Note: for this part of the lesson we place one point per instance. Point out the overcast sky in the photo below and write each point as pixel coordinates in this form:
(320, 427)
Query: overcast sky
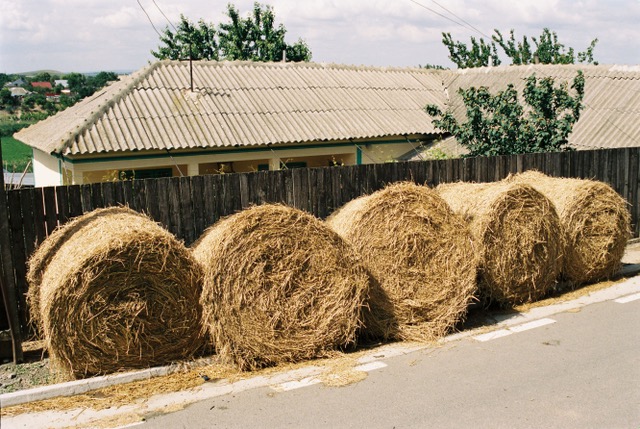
(97, 35)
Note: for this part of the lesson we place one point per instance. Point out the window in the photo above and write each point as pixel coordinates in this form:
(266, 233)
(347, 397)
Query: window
(151, 173)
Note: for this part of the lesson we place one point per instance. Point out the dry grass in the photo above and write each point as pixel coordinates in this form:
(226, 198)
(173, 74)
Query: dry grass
(518, 235)
(117, 292)
(420, 254)
(596, 222)
(279, 286)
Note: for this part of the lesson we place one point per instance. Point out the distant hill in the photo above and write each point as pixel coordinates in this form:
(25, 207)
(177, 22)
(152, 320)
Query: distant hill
(33, 73)
(59, 73)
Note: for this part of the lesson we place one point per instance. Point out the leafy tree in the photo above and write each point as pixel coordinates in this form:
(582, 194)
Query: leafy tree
(7, 101)
(254, 38)
(4, 78)
(500, 125)
(75, 81)
(481, 53)
(190, 40)
(545, 49)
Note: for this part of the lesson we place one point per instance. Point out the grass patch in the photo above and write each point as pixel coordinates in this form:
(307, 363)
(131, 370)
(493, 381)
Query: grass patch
(15, 155)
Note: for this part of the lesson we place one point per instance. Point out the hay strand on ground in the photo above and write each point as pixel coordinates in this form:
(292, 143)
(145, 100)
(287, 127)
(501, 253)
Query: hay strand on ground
(118, 292)
(518, 236)
(596, 222)
(418, 251)
(279, 286)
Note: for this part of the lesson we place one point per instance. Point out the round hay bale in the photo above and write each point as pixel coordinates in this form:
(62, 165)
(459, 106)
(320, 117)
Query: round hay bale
(41, 257)
(116, 291)
(596, 222)
(420, 253)
(518, 235)
(279, 286)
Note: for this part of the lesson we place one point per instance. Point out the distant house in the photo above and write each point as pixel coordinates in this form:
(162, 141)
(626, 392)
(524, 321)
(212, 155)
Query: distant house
(240, 116)
(46, 85)
(18, 180)
(18, 91)
(243, 116)
(16, 83)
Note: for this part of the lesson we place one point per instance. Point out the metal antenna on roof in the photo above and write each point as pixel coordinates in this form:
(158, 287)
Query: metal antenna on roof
(191, 65)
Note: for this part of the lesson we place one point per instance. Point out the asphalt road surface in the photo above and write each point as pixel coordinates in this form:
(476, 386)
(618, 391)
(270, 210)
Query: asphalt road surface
(578, 369)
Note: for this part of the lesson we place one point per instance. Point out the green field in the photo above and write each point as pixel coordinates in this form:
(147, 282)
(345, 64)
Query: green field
(15, 155)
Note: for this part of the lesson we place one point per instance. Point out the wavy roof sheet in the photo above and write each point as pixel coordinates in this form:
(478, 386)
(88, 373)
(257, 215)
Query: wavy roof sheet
(241, 104)
(611, 114)
(236, 104)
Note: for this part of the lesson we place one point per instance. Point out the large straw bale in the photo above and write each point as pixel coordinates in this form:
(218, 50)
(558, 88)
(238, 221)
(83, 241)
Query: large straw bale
(113, 291)
(596, 222)
(420, 253)
(279, 286)
(518, 235)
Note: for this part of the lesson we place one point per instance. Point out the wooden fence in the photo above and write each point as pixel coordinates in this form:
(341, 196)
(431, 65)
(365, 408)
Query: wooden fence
(186, 206)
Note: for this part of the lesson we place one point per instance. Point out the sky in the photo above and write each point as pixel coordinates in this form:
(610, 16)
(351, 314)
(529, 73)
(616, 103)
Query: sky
(116, 35)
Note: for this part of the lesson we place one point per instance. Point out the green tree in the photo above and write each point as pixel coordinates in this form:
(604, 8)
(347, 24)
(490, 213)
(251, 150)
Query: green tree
(500, 125)
(254, 38)
(481, 53)
(42, 77)
(7, 101)
(190, 40)
(545, 49)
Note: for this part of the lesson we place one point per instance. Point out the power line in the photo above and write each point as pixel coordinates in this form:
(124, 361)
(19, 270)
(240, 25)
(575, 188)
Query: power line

────

▸ Directions:
Your task is an exact transcription of all the data, minus the pictures.

▸ The solution:
Note: for this part of the lesson we place one point per instance. Point out the overcast sky in the photo below and write each point as pixel coordinates in this form:
(320, 427)
Query: overcast sky
(97, 35)
Note: for this part of the lesson we place one point per instance. Point out the window in the photo above and write each point as pixel coordinates in this form:
(266, 233)
(347, 397)
Query: window
(151, 173)
Note: for this part of the lesson we place one point per instance. Point out the dry grass in the photo above and write each point as pixel coordinates in this form:
(226, 198)
(173, 74)
Query: dry grass
(518, 235)
(117, 292)
(420, 254)
(596, 222)
(279, 286)
Note: for this part of the lesson we place one point per instance. Point out the distant hill in the photo above and write each point as pixel coordinates in this form:
(25, 207)
(177, 22)
(152, 320)
Query: distant hill
(33, 73)
(59, 73)
Note: for this part of the lesson we place one point per instance. Point out the leafy tree in the photo above and write each point as pixel coordinates in this form:
(582, 194)
Query: leafy tree
(7, 101)
(254, 38)
(4, 78)
(500, 125)
(75, 81)
(481, 53)
(190, 40)
(545, 49)
Note: for this part of the lesson we place one point per instance. Point out the grass patch in the photo above and write each point as pixel coordinates in this form:
(307, 363)
(131, 370)
(493, 381)
Query: grass patch
(15, 155)
Note: for this part of the lesson we place one point per instance. Point out the hay strand on ground in the photo above and write each point as pixel coordinates in this form:
(292, 143)
(145, 100)
(287, 127)
(501, 253)
Query: hay strand on ground
(118, 292)
(518, 236)
(596, 222)
(418, 251)
(279, 286)
Note: for this part of the lesson we place one point per instance. Point out the round hay bale in the photo above and write each point as pixel coordinates in this form:
(62, 165)
(459, 106)
(320, 117)
Query: round hay bale
(41, 257)
(116, 291)
(596, 222)
(420, 253)
(518, 235)
(279, 286)
Note: for this part of the lesson we place one point per instance. Point out the distant house in the photo above and write each point as pixel coordinates in this form:
(162, 141)
(626, 392)
(524, 321)
(212, 155)
Query: distant house
(240, 116)
(46, 85)
(18, 180)
(18, 91)
(243, 116)
(16, 83)
Note: for this part of the lesson we place one point per instance. Point out the metal antenna on roof in the photo above and write each point as pixel coordinates in this form:
(158, 287)
Query: metal antenna on roof
(191, 65)
Note: for this part of the lesson we place one point per instance. Point out the asphalt road surface in the photo above and write each point as pixel coordinates in this form:
(476, 386)
(618, 391)
(270, 210)
Query: asphalt road surface
(578, 369)
Note: for this part of the lesson we place one point per instance. Point out the green field in the photo above and write each point as pixel coordinates in this form:
(147, 282)
(345, 64)
Query: green field
(15, 155)
Note: for this part of the lesson we place one point per instance. Point out the wavy roof sheet in the photo above and write each point as pixel coordinates in this form:
(478, 386)
(88, 373)
(257, 215)
Query: wavy roof sheet
(241, 104)
(611, 114)
(236, 104)
Note: for this part of the lesson we place one point per instance. Point out the large straw bale in the photo above and write each point as pixel coordinates in this form:
(218, 50)
(558, 88)
(238, 221)
(83, 241)
Query: large straw bale
(113, 291)
(596, 222)
(420, 253)
(279, 286)
(518, 235)
Note: for this part of the lesson we place one point per instance. Point out the wooden fence in the photo above and write each point as pixel coordinates in this form:
(341, 196)
(431, 65)
(365, 408)
Query: wooden fence
(186, 206)
Note: for this part of the lesson we place one point per instance. Point out the sky in the photo above and write each point as pixel coordinates in this form:
(610, 16)
(351, 314)
(529, 73)
(616, 103)
Query: sky
(116, 35)
Note: for this part of the lesson we place one point per instance. Point out the green tree in the photo above and write each point as pixel coordinates in this form:
(604, 8)
(347, 24)
(490, 213)
(251, 150)
Query: green tree
(500, 125)
(254, 38)
(481, 53)
(42, 77)
(7, 101)
(190, 40)
(545, 49)
Note: for this part of the lesson we place one point per instance. Point out the power line in the photo above and write each point as pixel coordinates in this form:
(124, 361)
(19, 270)
(240, 25)
(575, 188)
Query: power line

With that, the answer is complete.